Actions to take
1. Please repeat the article on repeat offenders word for word.
2. Reproduce the part of the records that opens with the line containing "For the test set, locate each instance of the tiled" and closes with the last line of the records, including both ends and nothing else.

Passage provided

>>>

Clad in inmate orange, using a phone to talk through soundproof glass at the Johnson County Jail, Marcus Abbott said he feels stuck in a cycle that seems impossible to break.
Abbott, 26, of Iowa City, has been arrested in Johnson County every year since 2004, according to court records, and he has additional arrests as a juvenile. He was charged with 20 crimes from 2007 to 2011, according to jail records, and he’s back behind bars now on suspicion of his third domestic assault.
“I honestly can’t say or pinpoint what the problem is,” Abbott told The Gazette.
Abbott is among 115 repeat offenders in Johnson County who have been charged with 20 or more crimes between 2007 and 2011. He also belongs to a group of 134 “frequent fliers” who’ve been arrested in Johnson County every year for the past five years.
Linn County’s list of recidivists is even longer, according to jail records reviewed by The Gazette. More than 950 people there have been charged with 20 or more crimes between 2007 and 2011. That includes Joseph F. Botello, 72, of Cedar Rapids, who was charged with 143 crimes in the five-year stretch.
Recidivists — repeat criminal offenders who have spent more than a few nights in jail — are a problem, according to local law enforcement officials and experts. Frequent fliers, on average, use a majority of a jail’s beds, and they can cost a county millions — especially inmates who don’t have the means to pay required room and board fees.

<<<

(Records from a data collection)
>>>

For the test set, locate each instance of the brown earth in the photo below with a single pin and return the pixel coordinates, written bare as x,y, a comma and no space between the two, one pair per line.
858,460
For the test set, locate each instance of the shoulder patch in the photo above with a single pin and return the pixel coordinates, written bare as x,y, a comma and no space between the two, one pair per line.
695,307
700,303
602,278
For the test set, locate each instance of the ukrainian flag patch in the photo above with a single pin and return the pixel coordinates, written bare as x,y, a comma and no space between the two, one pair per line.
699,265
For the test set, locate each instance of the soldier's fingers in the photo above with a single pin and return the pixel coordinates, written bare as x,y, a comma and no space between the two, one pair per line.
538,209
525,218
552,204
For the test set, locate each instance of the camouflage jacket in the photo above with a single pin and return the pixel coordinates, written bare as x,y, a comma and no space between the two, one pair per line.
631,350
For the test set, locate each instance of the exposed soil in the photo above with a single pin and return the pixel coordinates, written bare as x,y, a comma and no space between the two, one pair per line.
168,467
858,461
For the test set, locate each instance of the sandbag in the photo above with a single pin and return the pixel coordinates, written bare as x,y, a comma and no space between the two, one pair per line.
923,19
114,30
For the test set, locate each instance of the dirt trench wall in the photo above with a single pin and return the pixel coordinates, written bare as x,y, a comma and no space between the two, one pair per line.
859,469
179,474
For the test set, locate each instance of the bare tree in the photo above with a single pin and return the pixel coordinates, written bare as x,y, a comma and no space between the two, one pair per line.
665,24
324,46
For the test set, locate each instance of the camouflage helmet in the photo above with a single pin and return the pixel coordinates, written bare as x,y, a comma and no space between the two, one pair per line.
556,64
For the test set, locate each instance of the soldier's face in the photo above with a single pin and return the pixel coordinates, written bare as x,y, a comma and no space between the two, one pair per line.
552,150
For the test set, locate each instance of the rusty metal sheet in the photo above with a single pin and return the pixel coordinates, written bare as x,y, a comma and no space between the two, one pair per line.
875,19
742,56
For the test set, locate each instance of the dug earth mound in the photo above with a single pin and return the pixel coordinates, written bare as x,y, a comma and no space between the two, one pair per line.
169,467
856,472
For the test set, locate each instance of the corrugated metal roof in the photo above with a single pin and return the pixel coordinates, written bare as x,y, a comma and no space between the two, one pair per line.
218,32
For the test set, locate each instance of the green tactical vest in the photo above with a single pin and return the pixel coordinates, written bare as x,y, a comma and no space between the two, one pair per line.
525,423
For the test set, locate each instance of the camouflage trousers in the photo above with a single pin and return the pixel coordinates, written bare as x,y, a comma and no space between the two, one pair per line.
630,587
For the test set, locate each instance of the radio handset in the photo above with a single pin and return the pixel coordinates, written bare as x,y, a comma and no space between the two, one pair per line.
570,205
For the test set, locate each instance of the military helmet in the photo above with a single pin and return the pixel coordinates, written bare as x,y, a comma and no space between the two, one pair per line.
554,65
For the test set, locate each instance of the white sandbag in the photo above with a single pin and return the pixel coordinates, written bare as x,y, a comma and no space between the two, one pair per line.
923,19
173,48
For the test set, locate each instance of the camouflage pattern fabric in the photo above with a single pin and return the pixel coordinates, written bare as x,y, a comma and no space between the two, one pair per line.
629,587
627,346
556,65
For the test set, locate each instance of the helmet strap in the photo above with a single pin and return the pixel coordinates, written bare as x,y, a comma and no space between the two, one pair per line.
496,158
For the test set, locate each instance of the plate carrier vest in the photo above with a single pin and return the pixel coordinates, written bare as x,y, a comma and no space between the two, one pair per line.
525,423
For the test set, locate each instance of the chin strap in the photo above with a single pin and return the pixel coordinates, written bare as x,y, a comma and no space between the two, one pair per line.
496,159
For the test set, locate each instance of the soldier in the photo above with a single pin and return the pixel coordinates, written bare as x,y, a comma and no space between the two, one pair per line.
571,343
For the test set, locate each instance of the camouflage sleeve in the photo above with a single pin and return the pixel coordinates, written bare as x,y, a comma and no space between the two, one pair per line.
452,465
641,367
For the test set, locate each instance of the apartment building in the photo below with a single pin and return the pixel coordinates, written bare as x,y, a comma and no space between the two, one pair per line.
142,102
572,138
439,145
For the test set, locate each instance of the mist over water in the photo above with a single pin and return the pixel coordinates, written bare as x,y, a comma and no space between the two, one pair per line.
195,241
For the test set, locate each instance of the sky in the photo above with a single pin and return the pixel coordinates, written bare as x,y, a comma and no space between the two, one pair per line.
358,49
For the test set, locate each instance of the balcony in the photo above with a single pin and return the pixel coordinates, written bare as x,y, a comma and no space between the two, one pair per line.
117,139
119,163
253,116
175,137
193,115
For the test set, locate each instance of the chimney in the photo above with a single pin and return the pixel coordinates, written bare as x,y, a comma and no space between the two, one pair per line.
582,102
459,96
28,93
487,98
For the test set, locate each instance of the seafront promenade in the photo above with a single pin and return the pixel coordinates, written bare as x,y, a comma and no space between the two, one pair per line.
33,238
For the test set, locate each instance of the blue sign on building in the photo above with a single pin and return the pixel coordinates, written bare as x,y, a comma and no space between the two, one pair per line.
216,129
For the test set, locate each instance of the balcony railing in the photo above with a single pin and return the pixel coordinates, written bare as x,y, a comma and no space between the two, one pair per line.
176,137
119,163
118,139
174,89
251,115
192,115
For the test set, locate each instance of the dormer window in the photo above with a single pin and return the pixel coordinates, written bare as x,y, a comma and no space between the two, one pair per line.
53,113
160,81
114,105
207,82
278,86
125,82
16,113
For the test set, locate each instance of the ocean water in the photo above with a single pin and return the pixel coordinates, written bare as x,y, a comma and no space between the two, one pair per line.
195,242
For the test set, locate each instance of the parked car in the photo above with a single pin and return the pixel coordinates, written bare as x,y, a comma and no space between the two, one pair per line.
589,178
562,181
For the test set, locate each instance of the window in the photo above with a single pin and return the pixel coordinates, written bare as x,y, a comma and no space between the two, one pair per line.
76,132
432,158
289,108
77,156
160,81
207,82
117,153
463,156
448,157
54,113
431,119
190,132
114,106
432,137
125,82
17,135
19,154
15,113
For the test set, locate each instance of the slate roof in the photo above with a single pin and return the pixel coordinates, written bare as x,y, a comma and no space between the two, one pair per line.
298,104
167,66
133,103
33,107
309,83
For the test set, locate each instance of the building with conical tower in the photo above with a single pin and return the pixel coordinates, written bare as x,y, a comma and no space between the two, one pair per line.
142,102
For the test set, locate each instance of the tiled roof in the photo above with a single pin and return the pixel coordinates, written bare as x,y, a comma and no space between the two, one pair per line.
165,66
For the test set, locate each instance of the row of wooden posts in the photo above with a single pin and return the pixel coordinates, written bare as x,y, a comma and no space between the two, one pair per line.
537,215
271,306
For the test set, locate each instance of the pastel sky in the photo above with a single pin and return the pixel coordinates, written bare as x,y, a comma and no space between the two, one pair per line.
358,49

<<<

Task answers
1.
Clad in inmate orange, using a phone to talk through soundproof glass at the Johnson County Jail, Marcus Abbott said he feels stuck in a cycle that seems impossible to break.
Abbott, 26, of Iowa City, has been arrested in Johnson County every year since 2004, according to court records, and he has additional arrests as a juvenile. He was charged with 20 crimes from 2007 to 2011, according to jail records, and he’s back behind bars now on suspicion of his third domestic assault.
“I honestly can’t say or pinpoint what the problem is,” Abbott told The Gazette.
Abbott is among 115 repeat offenders in Johnson County who have been charged with 20 or more crimes between 2007 and 2011. He also belongs to a group of 134 “frequent fliers” who’ve been arrested in Johnson County every year for the past five years.
Linn County’s list of recidivists is even longer, according to jail records reviewed by The Gazette. More than 950 people there have been charged with 20 or more crimes between 2007 and 2011. That includes Joseph F. Botello, 72, of Cedar Rapids, who was charged with 143 crimes in the five-year stretch.
Recidivists — repeat criminal offenders who have spent more than a few nights in jail — are a problem, according to local law enforcement officials and experts. Frequent fliers, on average, use a majority of a jail’s beds, and they can cost a county millions — especially inmates who don’t have the means to pay required room and board fees.

2.
For the test set, locate each instance of the tiled roof in the photo above with a single pin and return the pixel coordinates, written bare as x,y, a comma and no space between the two, one pair per line.
165,66
For the test set, locate each instance of the row of wooden posts in the photo above with a single pin and return the pixel coordinates, written bare as x,y, a comma and no space between the two, one pair per line.
537,215
271,306
For the test set, locate each instance of the pastel sky in the photo above with a single pin and return the pixel coordinates, written bare as x,y, a comma and no space between the two, one pair per line.
358,49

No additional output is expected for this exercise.